__EXERCISE DETAILS__. Quote the records from the line containing "Outline every instance of the window" through the line containing "38 42 L 0 34", both included.

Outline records
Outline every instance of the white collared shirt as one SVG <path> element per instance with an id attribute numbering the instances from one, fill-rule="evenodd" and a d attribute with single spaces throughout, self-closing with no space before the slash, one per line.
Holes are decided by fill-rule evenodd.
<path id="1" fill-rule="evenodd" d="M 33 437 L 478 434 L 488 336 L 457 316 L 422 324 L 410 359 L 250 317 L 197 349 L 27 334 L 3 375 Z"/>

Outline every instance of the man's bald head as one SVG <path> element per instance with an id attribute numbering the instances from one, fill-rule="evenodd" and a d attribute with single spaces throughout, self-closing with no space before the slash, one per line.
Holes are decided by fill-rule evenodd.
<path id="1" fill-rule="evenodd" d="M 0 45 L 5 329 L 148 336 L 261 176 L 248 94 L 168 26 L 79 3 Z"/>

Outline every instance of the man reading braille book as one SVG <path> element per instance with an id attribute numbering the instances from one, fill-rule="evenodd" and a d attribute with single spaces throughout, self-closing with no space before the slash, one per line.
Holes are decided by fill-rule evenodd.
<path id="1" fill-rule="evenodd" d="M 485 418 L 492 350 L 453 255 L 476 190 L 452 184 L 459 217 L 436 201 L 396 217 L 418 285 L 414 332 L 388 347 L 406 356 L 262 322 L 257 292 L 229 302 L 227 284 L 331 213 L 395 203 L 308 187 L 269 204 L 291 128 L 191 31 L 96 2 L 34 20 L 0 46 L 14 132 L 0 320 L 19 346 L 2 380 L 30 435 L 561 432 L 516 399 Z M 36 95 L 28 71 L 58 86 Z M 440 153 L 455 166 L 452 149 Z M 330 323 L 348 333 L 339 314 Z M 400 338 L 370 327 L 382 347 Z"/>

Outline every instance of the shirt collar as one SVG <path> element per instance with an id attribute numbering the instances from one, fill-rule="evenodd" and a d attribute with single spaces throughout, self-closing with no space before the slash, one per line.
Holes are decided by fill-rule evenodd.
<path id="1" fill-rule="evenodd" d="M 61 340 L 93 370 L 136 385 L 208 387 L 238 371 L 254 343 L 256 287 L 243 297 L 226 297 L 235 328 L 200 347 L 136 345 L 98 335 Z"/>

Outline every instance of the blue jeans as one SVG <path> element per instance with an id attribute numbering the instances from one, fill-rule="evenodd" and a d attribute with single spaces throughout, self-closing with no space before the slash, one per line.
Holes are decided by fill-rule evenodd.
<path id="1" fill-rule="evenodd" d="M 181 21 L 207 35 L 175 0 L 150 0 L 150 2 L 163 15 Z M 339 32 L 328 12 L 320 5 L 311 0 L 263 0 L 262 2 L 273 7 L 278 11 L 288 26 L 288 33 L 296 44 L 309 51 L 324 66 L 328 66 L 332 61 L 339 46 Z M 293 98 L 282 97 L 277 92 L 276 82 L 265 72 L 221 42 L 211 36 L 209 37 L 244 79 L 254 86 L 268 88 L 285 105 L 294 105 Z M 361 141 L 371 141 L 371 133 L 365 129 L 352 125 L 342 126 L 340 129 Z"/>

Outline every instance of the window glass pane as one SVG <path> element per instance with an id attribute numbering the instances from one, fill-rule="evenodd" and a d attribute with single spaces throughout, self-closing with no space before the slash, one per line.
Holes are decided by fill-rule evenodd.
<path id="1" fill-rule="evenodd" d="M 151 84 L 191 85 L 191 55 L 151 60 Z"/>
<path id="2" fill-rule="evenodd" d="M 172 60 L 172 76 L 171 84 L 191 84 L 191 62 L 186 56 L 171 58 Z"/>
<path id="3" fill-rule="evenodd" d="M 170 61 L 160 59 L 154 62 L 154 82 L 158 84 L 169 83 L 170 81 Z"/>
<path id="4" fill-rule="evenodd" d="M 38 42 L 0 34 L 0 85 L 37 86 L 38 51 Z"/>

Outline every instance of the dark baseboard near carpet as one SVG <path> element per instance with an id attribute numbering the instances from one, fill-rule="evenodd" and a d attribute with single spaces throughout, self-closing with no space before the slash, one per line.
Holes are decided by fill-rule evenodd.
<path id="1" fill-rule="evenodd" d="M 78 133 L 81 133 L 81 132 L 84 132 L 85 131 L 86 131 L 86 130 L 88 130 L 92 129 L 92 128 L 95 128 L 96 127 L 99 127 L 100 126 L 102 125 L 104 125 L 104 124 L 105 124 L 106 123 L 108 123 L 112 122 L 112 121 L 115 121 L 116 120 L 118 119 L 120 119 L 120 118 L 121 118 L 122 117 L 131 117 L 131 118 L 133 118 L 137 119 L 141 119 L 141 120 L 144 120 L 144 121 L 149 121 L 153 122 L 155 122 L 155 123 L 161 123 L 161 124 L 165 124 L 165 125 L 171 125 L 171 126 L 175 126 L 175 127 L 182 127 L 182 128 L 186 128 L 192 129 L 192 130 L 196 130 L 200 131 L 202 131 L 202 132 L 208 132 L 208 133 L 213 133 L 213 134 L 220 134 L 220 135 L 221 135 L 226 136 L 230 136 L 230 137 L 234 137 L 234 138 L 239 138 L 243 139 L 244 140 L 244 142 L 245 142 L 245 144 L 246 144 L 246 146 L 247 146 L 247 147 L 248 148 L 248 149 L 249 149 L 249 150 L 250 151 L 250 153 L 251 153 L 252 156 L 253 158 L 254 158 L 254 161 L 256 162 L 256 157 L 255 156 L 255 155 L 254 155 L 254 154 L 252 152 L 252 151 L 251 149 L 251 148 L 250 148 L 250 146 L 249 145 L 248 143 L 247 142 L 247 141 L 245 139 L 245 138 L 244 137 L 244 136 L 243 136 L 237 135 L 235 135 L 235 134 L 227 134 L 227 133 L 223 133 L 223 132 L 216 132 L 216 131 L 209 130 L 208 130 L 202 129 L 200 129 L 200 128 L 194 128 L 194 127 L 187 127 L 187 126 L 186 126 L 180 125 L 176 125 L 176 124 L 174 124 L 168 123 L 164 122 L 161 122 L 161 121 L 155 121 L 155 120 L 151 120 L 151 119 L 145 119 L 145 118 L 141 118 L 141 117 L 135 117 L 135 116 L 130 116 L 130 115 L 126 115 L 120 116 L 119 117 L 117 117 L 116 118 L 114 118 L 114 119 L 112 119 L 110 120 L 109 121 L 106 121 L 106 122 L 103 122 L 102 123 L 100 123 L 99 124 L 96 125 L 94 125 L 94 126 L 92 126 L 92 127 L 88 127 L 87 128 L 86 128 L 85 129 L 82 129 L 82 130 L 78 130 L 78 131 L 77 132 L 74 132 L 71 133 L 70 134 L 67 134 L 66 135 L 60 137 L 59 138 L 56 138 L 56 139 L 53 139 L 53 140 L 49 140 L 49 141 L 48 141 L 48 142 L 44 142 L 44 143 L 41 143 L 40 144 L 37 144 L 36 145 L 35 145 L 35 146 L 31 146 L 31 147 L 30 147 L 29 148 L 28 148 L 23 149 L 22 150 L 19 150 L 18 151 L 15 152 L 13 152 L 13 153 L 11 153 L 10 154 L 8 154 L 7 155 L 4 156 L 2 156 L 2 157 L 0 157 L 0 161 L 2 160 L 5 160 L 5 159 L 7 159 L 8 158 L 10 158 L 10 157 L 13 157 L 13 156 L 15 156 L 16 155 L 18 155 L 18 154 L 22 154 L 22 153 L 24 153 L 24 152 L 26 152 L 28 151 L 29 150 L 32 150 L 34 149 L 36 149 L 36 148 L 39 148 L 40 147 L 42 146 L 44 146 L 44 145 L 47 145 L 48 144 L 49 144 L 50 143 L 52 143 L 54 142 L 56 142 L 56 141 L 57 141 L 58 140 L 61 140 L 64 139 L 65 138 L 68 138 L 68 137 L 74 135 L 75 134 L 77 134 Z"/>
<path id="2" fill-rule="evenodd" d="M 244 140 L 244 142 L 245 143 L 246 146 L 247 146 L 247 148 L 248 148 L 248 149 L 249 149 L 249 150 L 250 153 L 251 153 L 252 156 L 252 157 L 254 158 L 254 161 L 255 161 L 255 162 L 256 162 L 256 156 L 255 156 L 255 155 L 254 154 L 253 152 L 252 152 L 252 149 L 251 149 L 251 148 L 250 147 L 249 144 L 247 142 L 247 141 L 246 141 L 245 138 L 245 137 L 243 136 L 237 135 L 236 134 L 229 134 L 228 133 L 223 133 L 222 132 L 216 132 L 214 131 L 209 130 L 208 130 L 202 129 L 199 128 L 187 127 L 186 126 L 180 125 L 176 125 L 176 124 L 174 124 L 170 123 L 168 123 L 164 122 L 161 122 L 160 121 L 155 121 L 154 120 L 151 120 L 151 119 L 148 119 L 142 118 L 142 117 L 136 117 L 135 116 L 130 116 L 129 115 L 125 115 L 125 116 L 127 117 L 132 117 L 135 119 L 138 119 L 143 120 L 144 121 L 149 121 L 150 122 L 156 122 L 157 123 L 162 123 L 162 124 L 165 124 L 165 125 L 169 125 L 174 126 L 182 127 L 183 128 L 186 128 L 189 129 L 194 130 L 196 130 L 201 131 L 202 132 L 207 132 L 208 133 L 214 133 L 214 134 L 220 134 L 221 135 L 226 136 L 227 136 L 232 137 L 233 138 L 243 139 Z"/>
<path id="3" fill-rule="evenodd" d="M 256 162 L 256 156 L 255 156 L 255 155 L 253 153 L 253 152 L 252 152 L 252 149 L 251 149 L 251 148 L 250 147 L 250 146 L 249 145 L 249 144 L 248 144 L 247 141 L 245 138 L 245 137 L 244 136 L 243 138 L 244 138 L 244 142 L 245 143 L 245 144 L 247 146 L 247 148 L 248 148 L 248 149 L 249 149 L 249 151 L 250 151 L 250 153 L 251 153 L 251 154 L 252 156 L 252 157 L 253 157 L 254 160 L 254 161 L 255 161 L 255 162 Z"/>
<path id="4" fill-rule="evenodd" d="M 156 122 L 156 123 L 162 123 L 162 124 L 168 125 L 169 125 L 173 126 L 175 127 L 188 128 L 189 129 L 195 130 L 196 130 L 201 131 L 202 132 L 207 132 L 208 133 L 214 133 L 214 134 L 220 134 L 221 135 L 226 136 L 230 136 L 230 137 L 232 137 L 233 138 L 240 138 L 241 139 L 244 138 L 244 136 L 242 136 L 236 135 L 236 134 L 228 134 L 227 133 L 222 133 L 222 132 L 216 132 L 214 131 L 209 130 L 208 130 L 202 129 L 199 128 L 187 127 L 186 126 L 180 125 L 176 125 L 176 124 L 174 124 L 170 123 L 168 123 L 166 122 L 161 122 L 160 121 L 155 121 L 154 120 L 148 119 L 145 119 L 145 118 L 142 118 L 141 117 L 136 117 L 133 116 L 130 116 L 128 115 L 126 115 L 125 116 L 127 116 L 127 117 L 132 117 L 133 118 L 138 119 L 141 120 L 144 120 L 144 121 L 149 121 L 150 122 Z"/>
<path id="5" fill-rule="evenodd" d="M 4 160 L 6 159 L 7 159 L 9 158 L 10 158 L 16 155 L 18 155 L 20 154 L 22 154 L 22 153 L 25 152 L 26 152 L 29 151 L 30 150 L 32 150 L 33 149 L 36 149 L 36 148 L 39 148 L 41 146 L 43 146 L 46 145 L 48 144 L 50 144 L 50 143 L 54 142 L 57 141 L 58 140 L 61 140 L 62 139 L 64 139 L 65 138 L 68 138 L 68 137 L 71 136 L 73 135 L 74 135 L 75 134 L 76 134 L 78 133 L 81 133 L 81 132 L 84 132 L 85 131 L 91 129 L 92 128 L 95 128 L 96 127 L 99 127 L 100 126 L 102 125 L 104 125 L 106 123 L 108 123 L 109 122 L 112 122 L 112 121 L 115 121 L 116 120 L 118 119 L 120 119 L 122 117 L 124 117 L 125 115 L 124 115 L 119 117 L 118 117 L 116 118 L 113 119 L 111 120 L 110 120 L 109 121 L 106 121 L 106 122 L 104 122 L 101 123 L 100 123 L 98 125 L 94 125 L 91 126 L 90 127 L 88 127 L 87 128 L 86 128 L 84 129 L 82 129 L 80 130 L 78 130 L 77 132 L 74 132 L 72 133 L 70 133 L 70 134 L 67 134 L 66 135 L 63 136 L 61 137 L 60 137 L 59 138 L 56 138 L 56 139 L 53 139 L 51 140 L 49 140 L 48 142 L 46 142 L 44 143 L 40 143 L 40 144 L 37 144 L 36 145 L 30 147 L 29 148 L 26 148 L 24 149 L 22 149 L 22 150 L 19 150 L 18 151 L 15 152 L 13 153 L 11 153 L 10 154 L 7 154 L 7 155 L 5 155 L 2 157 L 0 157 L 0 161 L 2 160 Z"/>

__FINISHED TASK__.
Outline every instance of the window glass pane as one SVG <path> element per instance with an id attribute numbering the instances from one, fill-rule="evenodd" and a d attribute with single spaces throughout, self-closing with no space before the slash, one per line.
Holes are decided by fill-rule evenodd.
<path id="1" fill-rule="evenodd" d="M 151 84 L 191 85 L 191 55 L 151 60 Z"/>
<path id="2" fill-rule="evenodd" d="M 172 60 L 172 76 L 171 84 L 191 84 L 191 62 L 186 56 L 171 58 Z"/>
<path id="3" fill-rule="evenodd" d="M 170 61 L 160 59 L 154 62 L 154 82 L 158 84 L 169 83 L 170 81 Z"/>
<path id="4" fill-rule="evenodd" d="M 38 42 L 0 34 L 0 85 L 37 86 L 38 51 Z"/>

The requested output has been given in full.